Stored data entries
=== Section Start ===

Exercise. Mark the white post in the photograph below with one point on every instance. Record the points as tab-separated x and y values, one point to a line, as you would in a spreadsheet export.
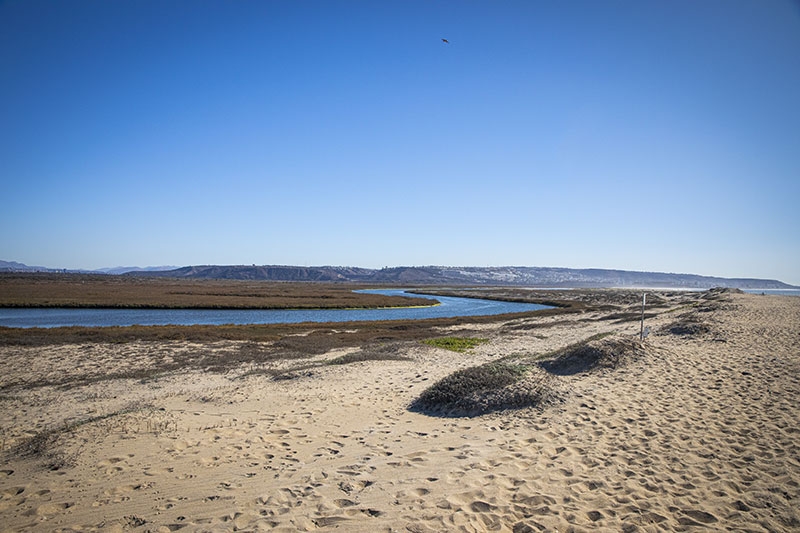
641	329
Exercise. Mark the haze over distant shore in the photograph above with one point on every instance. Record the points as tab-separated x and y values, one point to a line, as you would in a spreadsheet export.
437	275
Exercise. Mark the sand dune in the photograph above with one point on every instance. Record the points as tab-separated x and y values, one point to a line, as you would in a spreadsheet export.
698	431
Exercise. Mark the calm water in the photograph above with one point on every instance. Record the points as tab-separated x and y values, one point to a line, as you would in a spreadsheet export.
450	307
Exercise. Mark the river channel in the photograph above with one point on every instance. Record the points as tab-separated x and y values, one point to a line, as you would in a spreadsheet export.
93	317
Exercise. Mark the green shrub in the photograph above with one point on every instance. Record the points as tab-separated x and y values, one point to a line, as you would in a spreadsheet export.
456	344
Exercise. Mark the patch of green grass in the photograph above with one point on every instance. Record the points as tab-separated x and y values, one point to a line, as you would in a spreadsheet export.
456	344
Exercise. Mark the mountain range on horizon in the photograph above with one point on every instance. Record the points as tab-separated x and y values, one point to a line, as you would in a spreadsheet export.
555	277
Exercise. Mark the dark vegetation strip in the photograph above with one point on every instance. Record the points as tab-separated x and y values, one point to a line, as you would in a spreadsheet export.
91	291
322	336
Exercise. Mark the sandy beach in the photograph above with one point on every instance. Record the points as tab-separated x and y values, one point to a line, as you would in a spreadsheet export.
697	430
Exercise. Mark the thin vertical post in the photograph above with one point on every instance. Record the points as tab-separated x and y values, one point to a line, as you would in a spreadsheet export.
641	329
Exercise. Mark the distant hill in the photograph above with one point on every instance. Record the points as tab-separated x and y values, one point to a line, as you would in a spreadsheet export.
13	266
433	275
438	275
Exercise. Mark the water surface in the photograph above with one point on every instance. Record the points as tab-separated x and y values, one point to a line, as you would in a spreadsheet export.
449	307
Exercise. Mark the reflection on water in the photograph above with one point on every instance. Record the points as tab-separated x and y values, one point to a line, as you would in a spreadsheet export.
449	307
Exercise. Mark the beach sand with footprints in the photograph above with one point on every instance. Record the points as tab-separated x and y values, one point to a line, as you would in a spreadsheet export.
696	428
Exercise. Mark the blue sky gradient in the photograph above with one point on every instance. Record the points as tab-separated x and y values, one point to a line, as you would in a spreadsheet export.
658	136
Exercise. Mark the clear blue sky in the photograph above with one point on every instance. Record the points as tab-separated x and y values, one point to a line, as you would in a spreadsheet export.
640	135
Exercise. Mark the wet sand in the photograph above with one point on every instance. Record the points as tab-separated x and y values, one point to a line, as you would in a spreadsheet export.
698	432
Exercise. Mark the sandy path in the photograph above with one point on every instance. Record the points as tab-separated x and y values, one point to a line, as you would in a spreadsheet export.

=== Section End ===

Assigned task
Could you write out, exactly, each line of the data above from the one containing "Exercise. Mark the beach" through the last, including both?

Exercise output
Exercise. Mark the beach sand with footprints in the photograph above with one point on every instance. Record the points as tab-separated x and y values, one point to a line, as you would in a spreadsheet export.
696	428
Exercise. Mark the blue sky gradient in the photograph above with one point on every instance. Record the points as tab-separated x and y values, one point to a line, as you would in a spreadsheet export.
658	136
Exercise. Mark the clear blue sky in the photograph above with one point on every instance. Record the points as tab-separated x and y values, one point to a line, as you would in a spreadsheet export.
640	135
Exercise. Mark the wet sand in the photograph above with one point on every instance. Record the points as tab-separated x and y values, one point to a line, as you would in a spreadsheet export.
698	432
Exercise. Mark the sandy path in the photograph above with one point on every instance. Record the points as tab-separated x and y values, one point to a line, as you would in a spreadsheet export.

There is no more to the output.